-------- EXCERPT TO READ
# Anyone in Dubai use a slingbox/catcher



## stevieboy1980 (Sep 9, 2008)

Hi, anyone out here use one of these, if so what is the feedback, what do you connect to back at home etc??


----------



## w_man (Apr 16, 2010)

We do - works fairly decent. Got it to keep up to date with hockey games ... not the greatest to watch fast paced hockey but its better than not watching it at all.

I have it hooked up to a satellite receiver back home- PVR. PVR function is fantastic as time zone can cause an issue. This way I can record something I want to watch and then watch it later.

Catcher is simply awesome ... too bad they don't manufacture these anymore but in my opinion a must have device.


----------



## /dev/null (Aug 25, 2011)

I am bumping this thread based on my "hockey" search. Has anyone had luck with NHL GameCenter LIVE / NHL Vault? I can survive the regular season but not the playoffs.


----------



## LAgirl (Apr 15, 2012)

When I was in Dubai last month a family friend stated that he uses Slingbox which he highly recommended. We were talking in reference to NBA games, etc. He has a brother in California and connects through his cable or something. Im hoping to move to Dubai in the fall and dont want to miss out on NBA games! I dont know much about it though other than this recommendation.


----------



## XDoodlebugger (Jan 24, 2012)
----------------
-------- INFORMATION SHOWN
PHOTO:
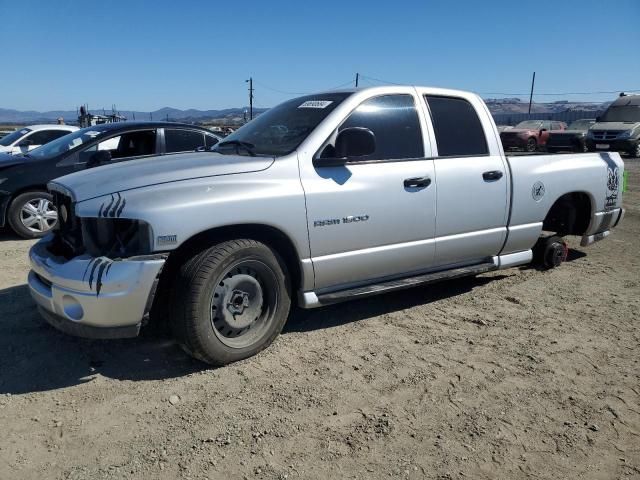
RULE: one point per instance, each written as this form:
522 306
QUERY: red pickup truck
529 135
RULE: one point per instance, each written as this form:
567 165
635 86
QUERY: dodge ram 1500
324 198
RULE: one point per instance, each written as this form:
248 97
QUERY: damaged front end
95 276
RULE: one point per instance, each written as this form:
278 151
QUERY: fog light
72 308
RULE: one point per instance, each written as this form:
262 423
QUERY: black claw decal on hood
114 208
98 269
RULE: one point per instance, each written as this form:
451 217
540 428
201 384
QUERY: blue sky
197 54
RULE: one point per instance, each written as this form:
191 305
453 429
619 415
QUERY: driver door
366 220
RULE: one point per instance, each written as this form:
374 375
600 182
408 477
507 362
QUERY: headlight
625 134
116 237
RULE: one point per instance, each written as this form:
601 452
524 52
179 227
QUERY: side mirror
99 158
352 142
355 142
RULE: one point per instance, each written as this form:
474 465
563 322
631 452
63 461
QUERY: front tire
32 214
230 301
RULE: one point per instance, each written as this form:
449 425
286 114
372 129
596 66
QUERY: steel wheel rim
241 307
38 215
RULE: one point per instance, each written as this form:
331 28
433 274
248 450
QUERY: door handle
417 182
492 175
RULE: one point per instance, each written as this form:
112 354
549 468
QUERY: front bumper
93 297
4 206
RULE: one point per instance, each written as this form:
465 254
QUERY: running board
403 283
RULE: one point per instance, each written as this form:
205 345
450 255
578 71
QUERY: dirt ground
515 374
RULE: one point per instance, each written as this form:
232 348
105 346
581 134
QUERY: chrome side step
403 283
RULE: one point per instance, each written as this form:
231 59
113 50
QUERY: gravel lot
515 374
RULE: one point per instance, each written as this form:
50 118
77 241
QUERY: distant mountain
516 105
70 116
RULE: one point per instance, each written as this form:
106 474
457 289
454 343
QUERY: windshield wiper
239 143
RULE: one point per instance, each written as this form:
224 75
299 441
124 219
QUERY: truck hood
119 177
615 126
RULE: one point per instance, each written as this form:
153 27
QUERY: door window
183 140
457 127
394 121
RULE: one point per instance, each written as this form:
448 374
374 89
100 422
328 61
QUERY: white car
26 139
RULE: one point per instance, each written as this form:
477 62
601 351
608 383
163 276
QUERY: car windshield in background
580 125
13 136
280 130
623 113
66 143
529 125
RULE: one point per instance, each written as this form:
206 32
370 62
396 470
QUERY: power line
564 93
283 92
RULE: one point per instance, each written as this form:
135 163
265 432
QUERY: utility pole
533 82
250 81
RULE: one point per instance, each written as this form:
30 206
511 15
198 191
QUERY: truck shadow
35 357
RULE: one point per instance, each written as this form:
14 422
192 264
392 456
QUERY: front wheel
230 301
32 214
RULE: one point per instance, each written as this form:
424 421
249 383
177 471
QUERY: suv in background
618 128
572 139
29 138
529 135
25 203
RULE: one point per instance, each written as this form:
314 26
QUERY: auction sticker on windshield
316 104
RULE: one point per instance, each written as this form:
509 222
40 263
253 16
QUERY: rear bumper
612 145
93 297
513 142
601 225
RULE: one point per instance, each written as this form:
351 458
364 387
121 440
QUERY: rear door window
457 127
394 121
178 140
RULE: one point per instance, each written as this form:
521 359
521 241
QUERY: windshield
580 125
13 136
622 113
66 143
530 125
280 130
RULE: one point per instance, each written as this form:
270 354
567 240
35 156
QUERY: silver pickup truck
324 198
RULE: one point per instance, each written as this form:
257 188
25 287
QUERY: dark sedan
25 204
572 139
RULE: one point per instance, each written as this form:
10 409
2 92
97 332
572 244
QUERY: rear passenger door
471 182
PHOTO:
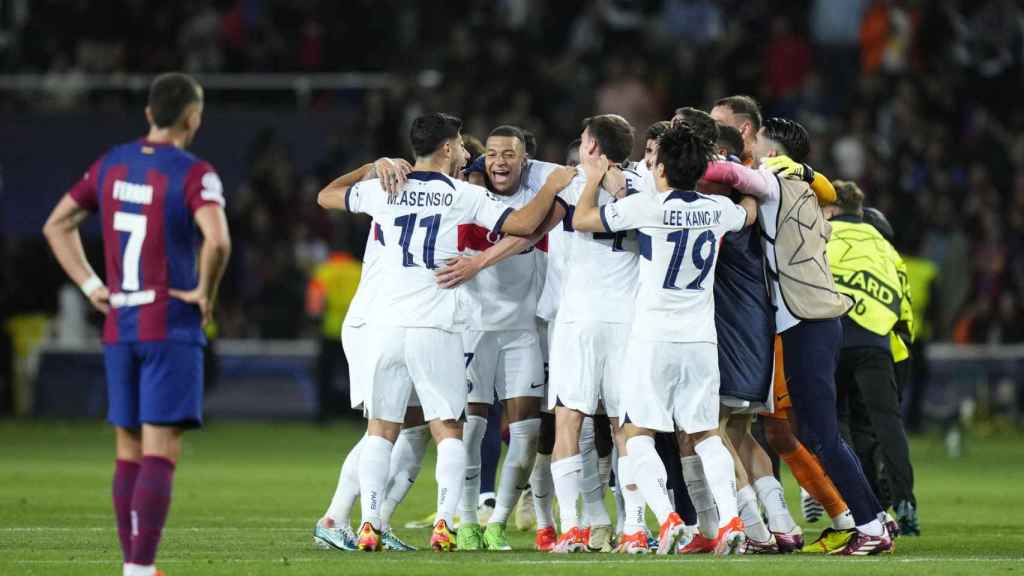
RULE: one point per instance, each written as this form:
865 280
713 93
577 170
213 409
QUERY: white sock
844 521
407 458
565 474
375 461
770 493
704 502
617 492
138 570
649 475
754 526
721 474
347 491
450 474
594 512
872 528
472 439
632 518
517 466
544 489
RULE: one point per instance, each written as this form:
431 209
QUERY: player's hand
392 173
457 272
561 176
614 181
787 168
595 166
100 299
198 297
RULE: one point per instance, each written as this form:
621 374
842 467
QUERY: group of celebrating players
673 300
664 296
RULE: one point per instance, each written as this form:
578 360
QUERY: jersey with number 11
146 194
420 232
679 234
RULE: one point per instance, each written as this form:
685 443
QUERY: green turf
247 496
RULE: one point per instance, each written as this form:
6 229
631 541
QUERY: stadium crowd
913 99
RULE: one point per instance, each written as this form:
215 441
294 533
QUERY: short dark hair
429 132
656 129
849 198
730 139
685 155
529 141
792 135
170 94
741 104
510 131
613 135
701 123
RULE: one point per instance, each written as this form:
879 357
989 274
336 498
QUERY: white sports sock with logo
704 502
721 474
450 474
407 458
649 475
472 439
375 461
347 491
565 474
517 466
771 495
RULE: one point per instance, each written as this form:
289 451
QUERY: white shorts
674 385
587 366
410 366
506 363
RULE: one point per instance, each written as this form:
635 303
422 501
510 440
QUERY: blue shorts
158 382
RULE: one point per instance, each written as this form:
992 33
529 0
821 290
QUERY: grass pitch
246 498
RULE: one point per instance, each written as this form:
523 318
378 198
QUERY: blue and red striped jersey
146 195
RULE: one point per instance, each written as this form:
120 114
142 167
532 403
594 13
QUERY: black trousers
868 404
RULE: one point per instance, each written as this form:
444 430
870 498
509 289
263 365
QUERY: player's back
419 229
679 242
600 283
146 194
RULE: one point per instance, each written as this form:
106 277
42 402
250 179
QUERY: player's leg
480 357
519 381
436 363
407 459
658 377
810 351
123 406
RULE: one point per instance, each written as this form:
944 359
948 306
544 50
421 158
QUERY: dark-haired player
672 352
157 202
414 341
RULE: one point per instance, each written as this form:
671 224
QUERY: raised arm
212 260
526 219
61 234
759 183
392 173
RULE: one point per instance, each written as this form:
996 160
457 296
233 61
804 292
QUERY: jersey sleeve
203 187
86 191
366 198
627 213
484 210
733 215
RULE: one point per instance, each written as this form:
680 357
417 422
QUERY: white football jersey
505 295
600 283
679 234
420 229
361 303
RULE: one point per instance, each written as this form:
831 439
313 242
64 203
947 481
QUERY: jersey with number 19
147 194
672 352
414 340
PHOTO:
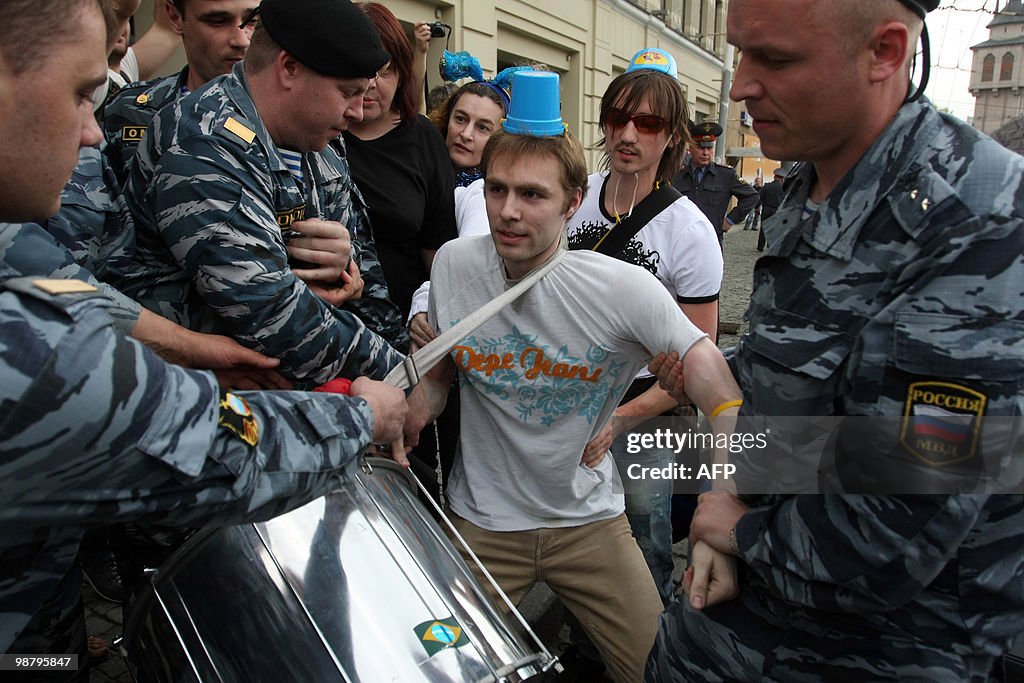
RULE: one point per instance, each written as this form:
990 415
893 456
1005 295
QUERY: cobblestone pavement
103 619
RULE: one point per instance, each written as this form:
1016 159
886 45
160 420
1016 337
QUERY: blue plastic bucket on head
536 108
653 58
----------------
-------- INFORMATION SHOWN
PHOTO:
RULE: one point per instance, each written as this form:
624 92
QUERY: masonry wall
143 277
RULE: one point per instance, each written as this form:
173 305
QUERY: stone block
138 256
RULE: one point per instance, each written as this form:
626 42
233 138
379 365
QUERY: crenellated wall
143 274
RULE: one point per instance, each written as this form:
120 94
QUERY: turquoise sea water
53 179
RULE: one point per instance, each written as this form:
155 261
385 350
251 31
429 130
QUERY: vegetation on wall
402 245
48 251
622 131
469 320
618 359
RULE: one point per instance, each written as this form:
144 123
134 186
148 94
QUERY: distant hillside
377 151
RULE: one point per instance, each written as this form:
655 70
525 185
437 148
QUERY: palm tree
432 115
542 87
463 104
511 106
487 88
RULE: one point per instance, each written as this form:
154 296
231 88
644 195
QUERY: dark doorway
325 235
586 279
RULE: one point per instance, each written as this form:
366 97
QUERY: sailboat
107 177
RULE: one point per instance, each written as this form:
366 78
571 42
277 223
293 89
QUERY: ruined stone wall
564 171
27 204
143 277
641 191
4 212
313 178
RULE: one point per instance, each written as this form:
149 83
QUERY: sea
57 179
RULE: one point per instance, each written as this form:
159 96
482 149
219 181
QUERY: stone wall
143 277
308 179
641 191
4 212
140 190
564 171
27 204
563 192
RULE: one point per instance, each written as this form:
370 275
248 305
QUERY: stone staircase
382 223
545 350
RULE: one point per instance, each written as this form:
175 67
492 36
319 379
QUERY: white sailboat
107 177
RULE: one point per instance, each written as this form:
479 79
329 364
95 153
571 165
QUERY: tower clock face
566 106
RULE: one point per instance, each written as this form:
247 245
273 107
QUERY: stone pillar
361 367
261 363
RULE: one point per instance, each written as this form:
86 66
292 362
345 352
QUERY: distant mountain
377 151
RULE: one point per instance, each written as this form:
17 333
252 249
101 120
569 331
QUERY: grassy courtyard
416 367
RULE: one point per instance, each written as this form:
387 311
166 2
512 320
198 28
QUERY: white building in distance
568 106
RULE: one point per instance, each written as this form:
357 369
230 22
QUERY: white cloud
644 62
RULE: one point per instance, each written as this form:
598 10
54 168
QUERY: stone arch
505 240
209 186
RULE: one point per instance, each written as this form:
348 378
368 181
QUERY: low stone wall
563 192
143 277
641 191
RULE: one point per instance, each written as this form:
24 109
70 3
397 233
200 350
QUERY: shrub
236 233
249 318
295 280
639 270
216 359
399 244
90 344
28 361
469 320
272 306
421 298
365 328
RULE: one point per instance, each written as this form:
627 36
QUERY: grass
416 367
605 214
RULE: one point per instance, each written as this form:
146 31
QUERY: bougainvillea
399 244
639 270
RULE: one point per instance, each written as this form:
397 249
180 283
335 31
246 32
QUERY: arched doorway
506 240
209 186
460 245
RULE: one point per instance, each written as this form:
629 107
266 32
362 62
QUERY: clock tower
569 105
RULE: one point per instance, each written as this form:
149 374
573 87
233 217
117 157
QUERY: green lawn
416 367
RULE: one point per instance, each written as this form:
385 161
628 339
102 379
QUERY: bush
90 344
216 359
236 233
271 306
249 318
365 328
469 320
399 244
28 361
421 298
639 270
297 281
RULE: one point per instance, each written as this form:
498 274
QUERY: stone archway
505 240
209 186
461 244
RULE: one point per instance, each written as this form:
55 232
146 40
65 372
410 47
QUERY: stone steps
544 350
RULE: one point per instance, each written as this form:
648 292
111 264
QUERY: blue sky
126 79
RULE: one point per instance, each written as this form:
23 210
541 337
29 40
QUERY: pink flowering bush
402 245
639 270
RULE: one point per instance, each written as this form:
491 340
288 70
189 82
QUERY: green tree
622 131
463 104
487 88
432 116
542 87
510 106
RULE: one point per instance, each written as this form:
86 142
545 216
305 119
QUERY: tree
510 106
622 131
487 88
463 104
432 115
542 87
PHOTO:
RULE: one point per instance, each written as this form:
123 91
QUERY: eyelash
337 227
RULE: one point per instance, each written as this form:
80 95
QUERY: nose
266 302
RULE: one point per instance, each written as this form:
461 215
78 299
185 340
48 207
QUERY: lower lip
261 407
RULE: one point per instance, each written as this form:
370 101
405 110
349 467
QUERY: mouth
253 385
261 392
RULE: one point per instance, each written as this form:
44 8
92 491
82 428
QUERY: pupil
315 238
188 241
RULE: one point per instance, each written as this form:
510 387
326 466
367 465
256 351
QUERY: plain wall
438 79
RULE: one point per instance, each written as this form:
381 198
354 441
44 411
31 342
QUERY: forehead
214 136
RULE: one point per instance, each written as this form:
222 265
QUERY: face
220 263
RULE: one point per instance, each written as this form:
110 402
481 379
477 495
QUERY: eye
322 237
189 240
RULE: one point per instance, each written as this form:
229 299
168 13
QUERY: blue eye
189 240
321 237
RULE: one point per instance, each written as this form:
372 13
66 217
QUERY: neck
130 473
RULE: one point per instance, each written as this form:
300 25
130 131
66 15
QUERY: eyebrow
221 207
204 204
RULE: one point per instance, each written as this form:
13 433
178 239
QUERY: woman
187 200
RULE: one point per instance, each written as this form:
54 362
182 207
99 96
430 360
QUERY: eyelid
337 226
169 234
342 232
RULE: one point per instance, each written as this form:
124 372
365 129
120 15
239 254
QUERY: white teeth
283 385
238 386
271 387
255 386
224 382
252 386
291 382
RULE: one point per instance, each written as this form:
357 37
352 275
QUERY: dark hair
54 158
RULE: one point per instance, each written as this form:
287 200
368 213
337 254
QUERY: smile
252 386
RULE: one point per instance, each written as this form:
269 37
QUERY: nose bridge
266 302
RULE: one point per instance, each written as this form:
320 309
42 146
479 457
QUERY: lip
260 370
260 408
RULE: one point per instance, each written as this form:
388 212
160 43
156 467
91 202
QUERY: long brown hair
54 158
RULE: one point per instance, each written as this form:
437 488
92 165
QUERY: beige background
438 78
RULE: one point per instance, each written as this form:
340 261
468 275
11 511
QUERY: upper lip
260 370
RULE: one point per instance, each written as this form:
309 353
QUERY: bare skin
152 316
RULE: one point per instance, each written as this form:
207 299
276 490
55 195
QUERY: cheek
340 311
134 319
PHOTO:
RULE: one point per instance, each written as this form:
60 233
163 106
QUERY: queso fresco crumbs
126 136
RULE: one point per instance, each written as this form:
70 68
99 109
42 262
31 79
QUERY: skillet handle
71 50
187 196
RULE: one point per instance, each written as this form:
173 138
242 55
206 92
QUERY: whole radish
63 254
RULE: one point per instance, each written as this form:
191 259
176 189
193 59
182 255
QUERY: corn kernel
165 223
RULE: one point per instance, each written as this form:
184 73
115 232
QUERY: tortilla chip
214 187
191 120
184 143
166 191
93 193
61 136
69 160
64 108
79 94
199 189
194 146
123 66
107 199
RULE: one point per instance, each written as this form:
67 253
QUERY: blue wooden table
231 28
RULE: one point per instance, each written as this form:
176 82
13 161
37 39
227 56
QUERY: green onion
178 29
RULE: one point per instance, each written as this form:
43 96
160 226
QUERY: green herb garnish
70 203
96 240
----------------
-------- INFORMATION SHOWN
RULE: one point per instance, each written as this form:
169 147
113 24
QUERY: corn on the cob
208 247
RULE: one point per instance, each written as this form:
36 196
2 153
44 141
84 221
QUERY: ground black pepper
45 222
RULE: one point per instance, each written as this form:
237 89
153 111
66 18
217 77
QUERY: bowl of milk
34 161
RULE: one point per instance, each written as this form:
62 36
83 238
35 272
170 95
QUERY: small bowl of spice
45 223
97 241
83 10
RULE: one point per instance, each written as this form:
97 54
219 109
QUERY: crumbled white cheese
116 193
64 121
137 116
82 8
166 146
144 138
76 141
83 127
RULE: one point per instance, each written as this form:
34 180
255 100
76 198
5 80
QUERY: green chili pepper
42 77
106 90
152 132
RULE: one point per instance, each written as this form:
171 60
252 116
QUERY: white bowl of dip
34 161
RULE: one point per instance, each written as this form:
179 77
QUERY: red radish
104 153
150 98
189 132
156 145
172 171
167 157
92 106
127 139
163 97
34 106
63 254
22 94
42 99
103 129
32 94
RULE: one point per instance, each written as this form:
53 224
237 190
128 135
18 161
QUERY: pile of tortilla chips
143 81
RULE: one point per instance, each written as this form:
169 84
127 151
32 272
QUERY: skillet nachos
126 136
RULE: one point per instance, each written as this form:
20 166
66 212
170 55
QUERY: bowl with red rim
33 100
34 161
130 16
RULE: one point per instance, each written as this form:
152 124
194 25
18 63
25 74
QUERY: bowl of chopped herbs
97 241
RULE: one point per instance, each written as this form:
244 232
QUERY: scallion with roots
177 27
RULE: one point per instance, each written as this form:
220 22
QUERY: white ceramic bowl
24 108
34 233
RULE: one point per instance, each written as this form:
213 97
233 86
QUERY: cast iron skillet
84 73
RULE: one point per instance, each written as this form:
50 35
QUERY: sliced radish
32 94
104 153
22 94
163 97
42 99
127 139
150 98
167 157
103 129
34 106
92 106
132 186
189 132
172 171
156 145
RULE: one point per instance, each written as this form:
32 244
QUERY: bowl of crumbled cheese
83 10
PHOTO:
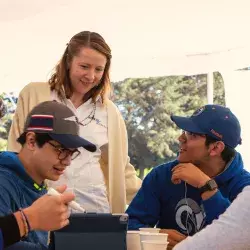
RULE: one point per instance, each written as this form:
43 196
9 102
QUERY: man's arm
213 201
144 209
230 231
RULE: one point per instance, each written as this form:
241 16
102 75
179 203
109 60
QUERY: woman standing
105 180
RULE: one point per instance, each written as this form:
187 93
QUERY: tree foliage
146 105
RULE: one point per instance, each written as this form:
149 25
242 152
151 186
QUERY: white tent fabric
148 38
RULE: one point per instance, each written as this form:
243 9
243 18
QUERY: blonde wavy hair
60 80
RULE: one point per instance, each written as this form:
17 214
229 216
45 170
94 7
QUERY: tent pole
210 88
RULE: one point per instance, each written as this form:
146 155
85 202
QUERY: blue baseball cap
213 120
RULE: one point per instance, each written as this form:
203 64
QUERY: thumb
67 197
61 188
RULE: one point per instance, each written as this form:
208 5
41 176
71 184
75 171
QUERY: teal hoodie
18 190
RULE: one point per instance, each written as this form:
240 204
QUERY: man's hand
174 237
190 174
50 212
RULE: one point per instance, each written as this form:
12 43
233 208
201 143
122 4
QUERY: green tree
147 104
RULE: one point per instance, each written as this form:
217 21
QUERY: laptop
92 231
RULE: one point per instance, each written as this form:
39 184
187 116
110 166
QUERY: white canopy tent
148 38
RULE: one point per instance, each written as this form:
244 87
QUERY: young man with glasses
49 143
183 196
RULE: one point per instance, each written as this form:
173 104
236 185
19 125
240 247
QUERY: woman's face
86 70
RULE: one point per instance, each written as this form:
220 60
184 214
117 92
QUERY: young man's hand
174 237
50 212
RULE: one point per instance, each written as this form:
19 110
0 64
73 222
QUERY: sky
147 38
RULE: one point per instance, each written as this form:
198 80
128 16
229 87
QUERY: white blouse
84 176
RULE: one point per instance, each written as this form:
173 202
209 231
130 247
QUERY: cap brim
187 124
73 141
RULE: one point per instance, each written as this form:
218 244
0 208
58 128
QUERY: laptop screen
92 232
----------------
[EXERCISE SET]
- A) Transcribe the forum thread about using a Slingbox in Dubai in full, word for word.
- B) Pull out every line of the records that contains the string "skillet".
The forum thread and the records have nothing to do with each other.

[RESPONSES BY TASK]
- A)
# Anyone in Dubai use a slingbox/catcher



## stevieboy1980 (Sep 9, 2008)

Hi, anyone out here use one of these, if so what is the feedback, what do you connect to back at home etc??


----------



## w_man (Apr 16, 2010)

We do - works fairly decent. Got it to keep up to date with hockey games ... not the greatest to watch fast paced hockey but its better than not watching it at all.

I have it hooked up to a satellite receiver back home- PVR. PVR function is fantastic as time zone can cause an issue. This way I can record something I want to watch and then watch it later.

Catcher is simply awesome ... too bad they don't manufacture these anymore but in my opinion a must have device.


----------



## /dev/null (Aug 25, 2011)

I am bumping this thread based on my "hockey" search. Has anyone had luck with NHL GameCenter LIVE / NHL Vault? I can survive the regular season but not the playoffs.


----------



## LAgirl (Apr 15, 2012)

When I was in Dubai last month a family friend stated that he uses Slingbox which he highly recommended. We were talking in reference to NBA games, etc. He has a brother in California and connects through his cable or something. Im hoping to move to Dubai in the fall and dont want to miss out on NBA games! I dont know much about it though other than this recommendation.


----------



## XDoodlebugger (Jan 24, 2012)

- B)
QUERY: skillet handle
QUERY: skillet nachos
QUERY: cast iron skillet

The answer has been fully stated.